# MISE EN PRATIQUE
1 - D'après l'extrait sur l'écriture, à quel moment Hemingway suggère-t-il de mettre un terme à la journée d'écriture ?
2 - Relevez toutes les activités que l'extrait sur l'écriture propose pour « donner de l'engrais à votre esprit ».
3 - Poursuivez l'extrait sur l'écriture à partir de sa dernière phrase.

# EXTRAIT PROPOSÉ
▼

Une approche totalement différente est de suivre le conseil d’Ernest Hemingway. Hemingway suggère de mettre un terme à la journée d’écriture quand le texte coule tout seul et se présente bien, plutôt que quand il s’est déjà asséché. Cela signifie que vous commencerez la journée suivante en ayant beaucoup d’inspiration fraîche, et que votre subconscient travaillera sur l’histoire alors que vous ferez autre chose.
4 : MANQUE D’IDÉES
Mais que faire pour l’auteur qui n’a rien à écrire ? Ce n’est peut-être pas le fait de trouver les mots qui vous retient, mais bien le problème de trouver un sujet sur lequel écrire. Que peut faire l’auteur avec du talent, mais pas de sujet ?
SOLUTION
Essayez de donner de l’engrais à votre esprit. Partez en voyage, lisez des genres de livres que vous ne liriez pas normalement, parlez à un inconnu. Quand vous sortez de votre zone de confort, votre créativité s’épanouit.

▲

# DONNÉES
▼

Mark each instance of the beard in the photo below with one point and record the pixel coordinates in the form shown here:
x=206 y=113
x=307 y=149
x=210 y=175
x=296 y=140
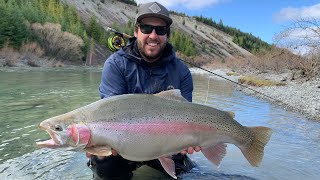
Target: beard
x=153 y=56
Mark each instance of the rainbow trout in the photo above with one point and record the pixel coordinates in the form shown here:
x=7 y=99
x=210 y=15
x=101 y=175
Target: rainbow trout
x=143 y=127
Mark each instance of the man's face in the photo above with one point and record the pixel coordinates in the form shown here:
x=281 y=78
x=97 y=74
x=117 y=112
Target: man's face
x=151 y=45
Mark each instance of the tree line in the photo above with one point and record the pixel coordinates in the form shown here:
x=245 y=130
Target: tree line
x=245 y=40
x=59 y=30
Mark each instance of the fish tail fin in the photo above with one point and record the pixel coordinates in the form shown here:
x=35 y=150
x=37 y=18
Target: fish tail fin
x=253 y=151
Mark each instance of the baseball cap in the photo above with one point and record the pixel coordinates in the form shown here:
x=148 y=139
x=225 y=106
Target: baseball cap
x=153 y=9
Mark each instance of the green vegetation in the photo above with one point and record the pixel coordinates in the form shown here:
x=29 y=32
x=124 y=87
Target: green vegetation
x=19 y=26
x=131 y=2
x=245 y=40
x=178 y=13
x=183 y=43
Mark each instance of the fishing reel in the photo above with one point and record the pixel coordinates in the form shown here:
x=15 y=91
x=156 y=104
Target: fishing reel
x=117 y=41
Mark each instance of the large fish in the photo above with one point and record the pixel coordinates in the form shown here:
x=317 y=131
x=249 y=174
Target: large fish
x=143 y=127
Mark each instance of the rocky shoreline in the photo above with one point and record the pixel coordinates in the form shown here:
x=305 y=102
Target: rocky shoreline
x=297 y=95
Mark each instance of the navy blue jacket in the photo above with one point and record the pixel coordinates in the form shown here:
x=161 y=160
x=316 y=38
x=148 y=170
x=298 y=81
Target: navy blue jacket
x=125 y=72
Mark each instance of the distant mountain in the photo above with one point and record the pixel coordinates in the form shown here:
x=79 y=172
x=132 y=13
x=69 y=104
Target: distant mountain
x=208 y=40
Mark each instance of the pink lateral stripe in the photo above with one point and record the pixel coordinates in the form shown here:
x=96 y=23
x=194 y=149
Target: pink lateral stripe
x=155 y=127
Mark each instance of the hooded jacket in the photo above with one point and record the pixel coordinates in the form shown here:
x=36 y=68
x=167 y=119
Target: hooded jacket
x=125 y=72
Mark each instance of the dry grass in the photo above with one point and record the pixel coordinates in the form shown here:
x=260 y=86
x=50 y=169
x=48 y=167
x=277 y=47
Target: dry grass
x=10 y=55
x=277 y=60
x=253 y=81
x=59 y=44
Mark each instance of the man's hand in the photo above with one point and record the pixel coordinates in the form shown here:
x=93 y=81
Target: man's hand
x=114 y=153
x=190 y=150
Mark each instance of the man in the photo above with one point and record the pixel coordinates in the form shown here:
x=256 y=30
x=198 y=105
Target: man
x=146 y=65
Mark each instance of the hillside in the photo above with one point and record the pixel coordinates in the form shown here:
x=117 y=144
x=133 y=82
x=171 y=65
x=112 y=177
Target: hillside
x=210 y=41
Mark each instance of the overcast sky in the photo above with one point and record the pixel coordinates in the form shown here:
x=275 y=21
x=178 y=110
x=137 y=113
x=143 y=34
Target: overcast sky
x=261 y=18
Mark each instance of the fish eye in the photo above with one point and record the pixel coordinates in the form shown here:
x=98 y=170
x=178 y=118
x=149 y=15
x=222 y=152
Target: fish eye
x=58 y=128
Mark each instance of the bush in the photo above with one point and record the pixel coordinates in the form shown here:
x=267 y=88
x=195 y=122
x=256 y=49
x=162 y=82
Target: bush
x=63 y=45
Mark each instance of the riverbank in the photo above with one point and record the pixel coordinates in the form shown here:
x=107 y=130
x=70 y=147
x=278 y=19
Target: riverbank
x=297 y=95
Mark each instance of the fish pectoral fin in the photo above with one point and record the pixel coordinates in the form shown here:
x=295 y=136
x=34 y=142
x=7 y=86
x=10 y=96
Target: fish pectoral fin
x=173 y=94
x=168 y=166
x=215 y=153
x=99 y=150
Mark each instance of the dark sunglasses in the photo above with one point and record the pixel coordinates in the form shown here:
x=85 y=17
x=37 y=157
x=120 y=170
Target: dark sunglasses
x=147 y=29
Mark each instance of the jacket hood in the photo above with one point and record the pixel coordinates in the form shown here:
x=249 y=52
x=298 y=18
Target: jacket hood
x=131 y=52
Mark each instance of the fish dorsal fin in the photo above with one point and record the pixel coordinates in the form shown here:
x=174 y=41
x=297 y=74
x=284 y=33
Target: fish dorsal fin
x=169 y=166
x=173 y=94
x=231 y=114
x=99 y=150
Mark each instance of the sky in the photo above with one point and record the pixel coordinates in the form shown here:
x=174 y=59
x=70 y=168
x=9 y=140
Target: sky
x=261 y=18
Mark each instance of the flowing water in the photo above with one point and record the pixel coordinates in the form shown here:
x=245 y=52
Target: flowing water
x=28 y=96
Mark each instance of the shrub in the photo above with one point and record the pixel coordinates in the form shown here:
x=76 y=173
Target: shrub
x=63 y=45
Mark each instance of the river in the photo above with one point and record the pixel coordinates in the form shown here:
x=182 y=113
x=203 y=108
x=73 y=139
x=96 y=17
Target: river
x=28 y=96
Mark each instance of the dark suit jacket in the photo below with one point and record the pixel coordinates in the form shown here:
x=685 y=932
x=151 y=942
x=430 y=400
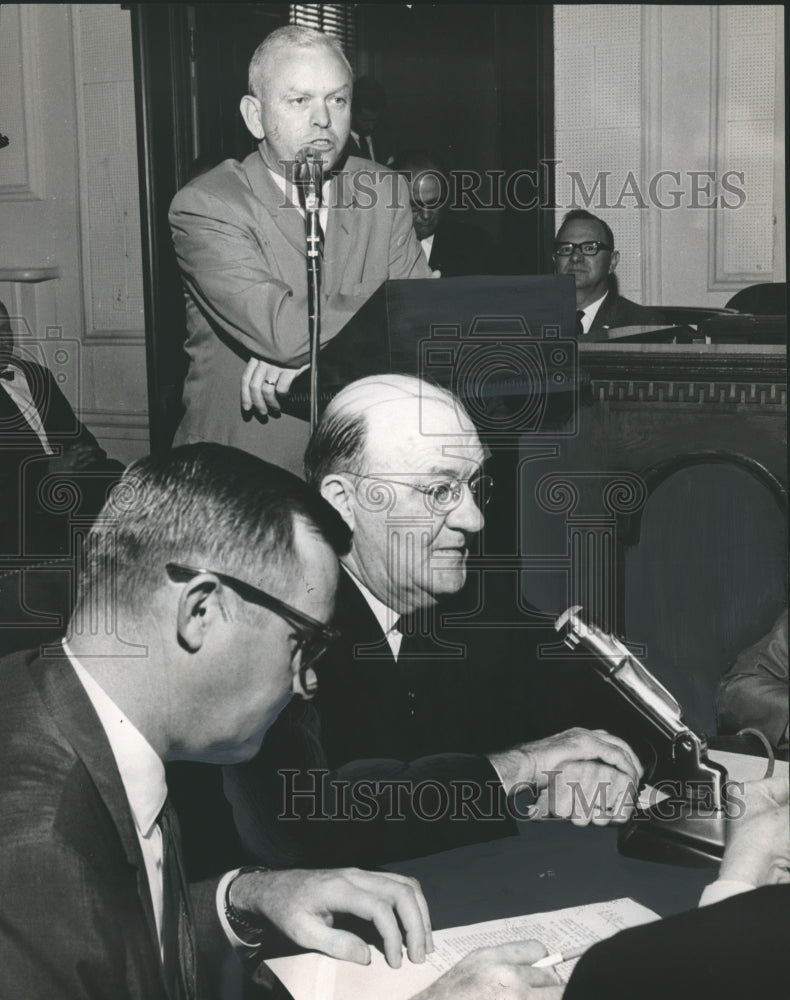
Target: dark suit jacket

▲

# RÉPONSES DANS L'ORDRE
1 - Quand le texte coule tout seul et se présente bien, plutôt que quand il s'est déjà asséché.

2 -
- Partir en voyage
- Lire des genres de livres que vous ne liriez pas normalement
- Parler à un inconnu

3 -
Que faire si vous avez déjà essayé les solutions précédentes, mais que vous n’avez toujours pas d’idées ? C’est là où l’écriture libre peut s’avérer utile. Prenez un carnet et écrivez à la main, sans vous arrêtez, sur trois pages. Vous pouvez écrire ce que vous voulez, même si ça n’a aucun sens, mais ne vous arrêtez pas avant d’avoir écrit trois pages. Faites-le jour après jour et vous finirez par avoir de bonnes idées.
5 : IMPOSSIBLE DE SE METTRE EN CONDITION
Vous êtes assis à votre bureau, vous tapez quelques mots et, bien vite, vous vous retrouvez à contempler le si redouté curseur clignotant. Vous avez envie d’écrire, mais vous vous sentez éloigné du flux et de la spontanéité comme jamais auparavant.
SOLUTION
Parfois, se forcer à écrire peut être aussi pénible que d’entendre de la craie crisser sur un tableau noir. Dans ces situations, la meilleure option pourrait être de mettre votre corps en mouvement et de vous exposer à de nouveaux stimulus : sortez faire une promenade, allez faire du sport, sautez dans une piscine. Le cardio est une bonne chose pour le développement des cellules du cerveau et, quand votre corps est en mouvement, vos idées pourraient aussi bien l’être.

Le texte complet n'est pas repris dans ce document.